--- Records provided ---
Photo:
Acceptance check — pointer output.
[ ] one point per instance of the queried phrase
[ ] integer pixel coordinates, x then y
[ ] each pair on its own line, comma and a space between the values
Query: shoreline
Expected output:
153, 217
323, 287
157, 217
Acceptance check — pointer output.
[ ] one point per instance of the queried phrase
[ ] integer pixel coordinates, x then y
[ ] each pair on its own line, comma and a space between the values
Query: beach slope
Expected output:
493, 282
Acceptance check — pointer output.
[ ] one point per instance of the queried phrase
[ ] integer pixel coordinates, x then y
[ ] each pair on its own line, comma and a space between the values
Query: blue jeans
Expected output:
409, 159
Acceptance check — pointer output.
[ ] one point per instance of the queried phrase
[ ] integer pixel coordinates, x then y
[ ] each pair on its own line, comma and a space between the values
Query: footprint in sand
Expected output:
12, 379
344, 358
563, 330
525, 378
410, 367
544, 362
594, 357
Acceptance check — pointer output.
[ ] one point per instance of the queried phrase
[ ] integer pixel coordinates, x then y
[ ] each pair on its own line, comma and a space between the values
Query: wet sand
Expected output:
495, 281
---
--- Records provided ---
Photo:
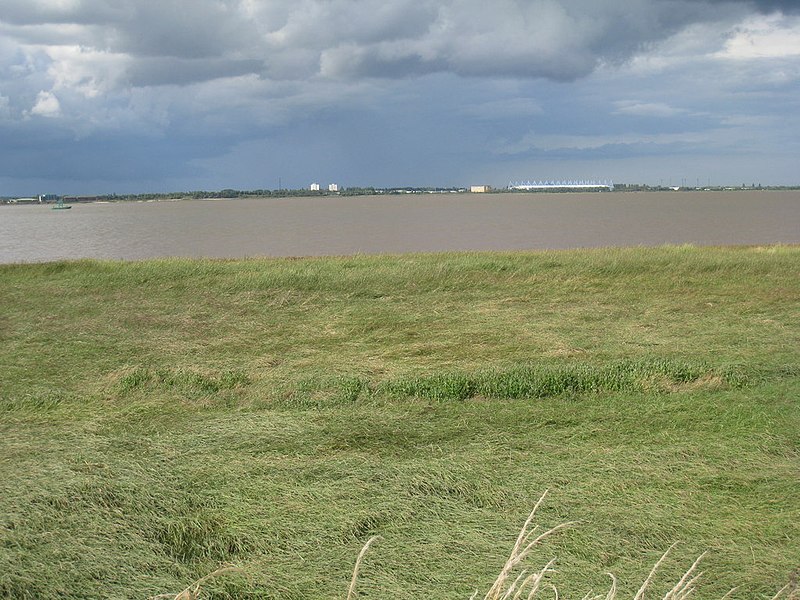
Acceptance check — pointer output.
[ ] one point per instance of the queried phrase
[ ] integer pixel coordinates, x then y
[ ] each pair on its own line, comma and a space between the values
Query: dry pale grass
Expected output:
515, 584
---
--- Records provided ---
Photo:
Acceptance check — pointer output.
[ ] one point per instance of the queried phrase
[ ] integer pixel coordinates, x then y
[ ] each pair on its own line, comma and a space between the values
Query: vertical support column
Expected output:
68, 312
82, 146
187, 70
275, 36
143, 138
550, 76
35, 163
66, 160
---
Count the lines in the material that contain the string "sand" and give only that number.

2